WORK ORDER A> Rewrite the paragraph of the al-Hol camp text that begins "WHO-supported teams are working" as a short list that keeps its main facts.
WORK ORDER B> Reproduce word for word everything in the al-Hol camp text from "Many displaced had" down to "the WHO added.".

SUPPLIED TEXT section start

The camp's population increased significantly after about 23 000 people fleeing fighting in Deir Az Zor between the Islamic State of Iraq and the Levant (ISIL, also known as ISIS) group and the US-backed Syrian Democratic Forces alliance have arrived at al-Hol camp during the period, WHO said on Thursday.

"The situation in al-Hol camp is heartbreaking. Children are dying from hypothermia as their families flee to safety," Elizabeth Hoff, WHO representative in Syria, said in a statement.

The United Nations agency appealed for unhindered access to the camp, saying the situation has become "critical" for 33 000 people, mainly women and children, now living in bitterly cold winter conditions.

Many displaced had walked for days or travelled in open trucks, arriving malnourished and exhausted following "years of deprivation" living under control of ISIL, it said.

"Thousands of new arrivals have been forced to spend several nights in the camp's open-air reception and screening areas, without tents, blankets or heating," the WHO added.

WHO-supported teams are working in the camp to screen new arrivals, support vaccination and refer severely malnourished children to a hospital in al-Hasakah, it said.

"Humanitarian access to the camp and surrounding roads is hampered by bureaucratic obstacles and security constraints," it added, appealing to all parties to provide unhindered access for life-saving aid.

"The situation in the camp is now critical. Its population has tripled in size (from 10 000 to almost 33 000 people) in less than two months," it said.

SUPPLIED TEXT section end
LISTED ENTRIES section start

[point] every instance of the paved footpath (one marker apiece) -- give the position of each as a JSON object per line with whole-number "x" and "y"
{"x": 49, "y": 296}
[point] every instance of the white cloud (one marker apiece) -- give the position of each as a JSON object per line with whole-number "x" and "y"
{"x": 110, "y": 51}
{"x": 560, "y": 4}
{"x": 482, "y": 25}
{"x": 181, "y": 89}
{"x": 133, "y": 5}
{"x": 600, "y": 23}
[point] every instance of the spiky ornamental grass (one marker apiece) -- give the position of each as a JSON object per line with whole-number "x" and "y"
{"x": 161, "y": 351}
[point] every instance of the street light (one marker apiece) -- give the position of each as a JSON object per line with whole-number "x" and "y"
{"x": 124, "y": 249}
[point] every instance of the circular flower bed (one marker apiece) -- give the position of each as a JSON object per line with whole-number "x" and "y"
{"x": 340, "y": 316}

LISTED ENTRIES section end
LISTED ENTRIES section start

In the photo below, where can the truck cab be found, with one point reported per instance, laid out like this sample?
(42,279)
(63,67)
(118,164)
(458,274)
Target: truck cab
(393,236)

LISTED ENTRIES section end

YOUR SOLUTION A>
- WHO-supported teams are working in the camp.
- They screen new arrivals.
- They support vaccination.
- They refer severely malnourished children to a hospital in al-Hasakah.

YOUR SOLUTION B>
Many displaced had walked for days or travelled in open trucks, arriving malnourished and exhausted following "years of deprivation" living under control of ISIL, it said.

"Thousands of new arrivals have been forced to spend several nights in the camp's open-air reception and screening areas, without tents, blankets or heating," the WHO added.